__Text passage__:

<<<<

Sureno gang member pleads guilty to shooting undercover ATF agent

By Gangsters Inc. Editors

A Sureno gang member pled guilty Tuesday in federal court in Spokane, Washington to “assaulting a federal law enforcement officer with a gun”. 25-year-old Randy Coy James Holmes, who goes by the nickname “Whispers”, walked right into an undercover trap set by the ATF.

In early November 2021, a confidential informant of the Bureau of Alcohol, Tobacco, Firearms, and Explosives (ATF) reported that Holmes was looking to obtain a firearm to conduct future strong-arm robberies. The informant arranged for Holmes to contact an undercover ATF agent so Holmes could purchase a firearm from the agent.

ATF intended to sell Holmes an in operable firearm and then arrest him. The same day, a second ATF confidential informant advised ATF that Holmes contacted the second informant to obtain a firearm.

Meeting at Motel 6

On November 5, 2021, Holmes agreed to meet the undercover ATF agent at the Motel 6 parking lot in Spokane to purchase the firearm. Holmes had offered to pay the undercover agent approximately one ounce of methamphetamine in exchange for the firearm, instead of cash.

Holmes arrived at the Motel 6 as scheduled, driving a Dodge Charger. Holmes’s co-defendants, Vincent Petrushkin and William Huntington Burns, who are also Sureno gang members, were inside the Dodge Charger with Holmes.

Before Holmes’s got out of the car, Burns provided Holmes with a firearm, which later was identified as a Glock Model 17 9mm semi-automatic handgun, as “protection” during the transaction with the undercover agent. Holmes then exited the Charger and got into the front passenger seat of the undercover ATF agent’s vehicle.

During the transaction, the undercover agent expressed concerns to Holmes about conducting the transaction at that location given that Holmes arrived with two additional individuals in his car. The undercover agent then asked to move the transaction to a nearby parking lot, away from the two men in the Dodge Charger.

Things escalate quickly

Holmes responded that he would “tell the homies” and started to get out of the undercover agent’s vehicle. Holmes, however, stopped short of fully exiting the vehicle. Instead, Holmes re-entered the vehicle, pulled out the Glock Model 17 9mm semi-automatic handgun, pointed the gun at the undercover agent’s head, and demanded the firearm the undercover agent was going to sell him.

The undercover agent, who was in reasonable apprehension of immediate bodily harm, advised Holmes the firearm was in the back of the car. Holmes then fully exited the undercover agent’s vehicle and ran around to the back of the car to obtain the firearm.

When Holmes did so, the undercover agent exited the vehicle and directed Holmes to drop the gun. Rather than drop his firearm, Holmes repeatedly fired the Glock Model 17 9mm semi-automatic handgun at the undercover agent, hitting him multiple times, and causing serious and permanent bodily injury. The undercover agent returned fire, striking Holmes a number of times. ATF surveillance agents quickly arrived at the scene and rendered life-saving aid to Holmes before he and the undercover agent were transported to the hospital. At the hospital, emergency room personnel located approximately 1 ounce of methamphetamine in Holmes’s jacket pocket.

Petrushkin and Burns both previously pled guilty to federal offenses related to this incident and are pending sentencing. They are awaiting sentencing.

>>>>

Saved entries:
<<<<

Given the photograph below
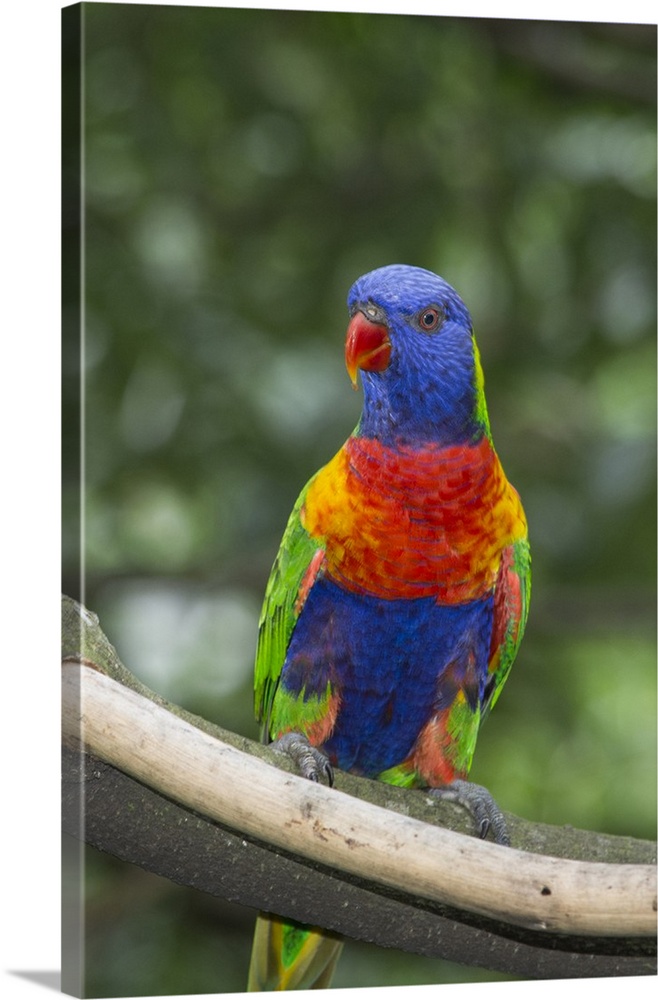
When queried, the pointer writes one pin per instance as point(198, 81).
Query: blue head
point(411, 336)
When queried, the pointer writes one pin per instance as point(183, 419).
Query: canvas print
point(358, 686)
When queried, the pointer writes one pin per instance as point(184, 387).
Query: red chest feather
point(414, 523)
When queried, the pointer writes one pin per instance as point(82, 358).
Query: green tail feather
point(291, 956)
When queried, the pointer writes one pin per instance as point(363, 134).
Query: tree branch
point(396, 855)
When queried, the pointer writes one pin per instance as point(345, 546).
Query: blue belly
point(394, 664)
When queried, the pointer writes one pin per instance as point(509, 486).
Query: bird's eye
point(430, 319)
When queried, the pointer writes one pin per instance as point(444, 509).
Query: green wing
point(294, 569)
point(511, 605)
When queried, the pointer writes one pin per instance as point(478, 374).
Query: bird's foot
point(480, 804)
point(312, 763)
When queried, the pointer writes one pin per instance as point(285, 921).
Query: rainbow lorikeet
point(400, 593)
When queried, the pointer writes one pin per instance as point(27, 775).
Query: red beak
point(367, 346)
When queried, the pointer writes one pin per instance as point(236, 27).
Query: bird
point(399, 596)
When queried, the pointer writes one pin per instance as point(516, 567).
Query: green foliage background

>>>>

__Assignment__: In the article about the Sureno gang member, what did Holmes offer the undercover agent in place of cash for the firearm? This material has nothing to do with the article.

__Final answer__: Approximately one ounce of methamphetamine.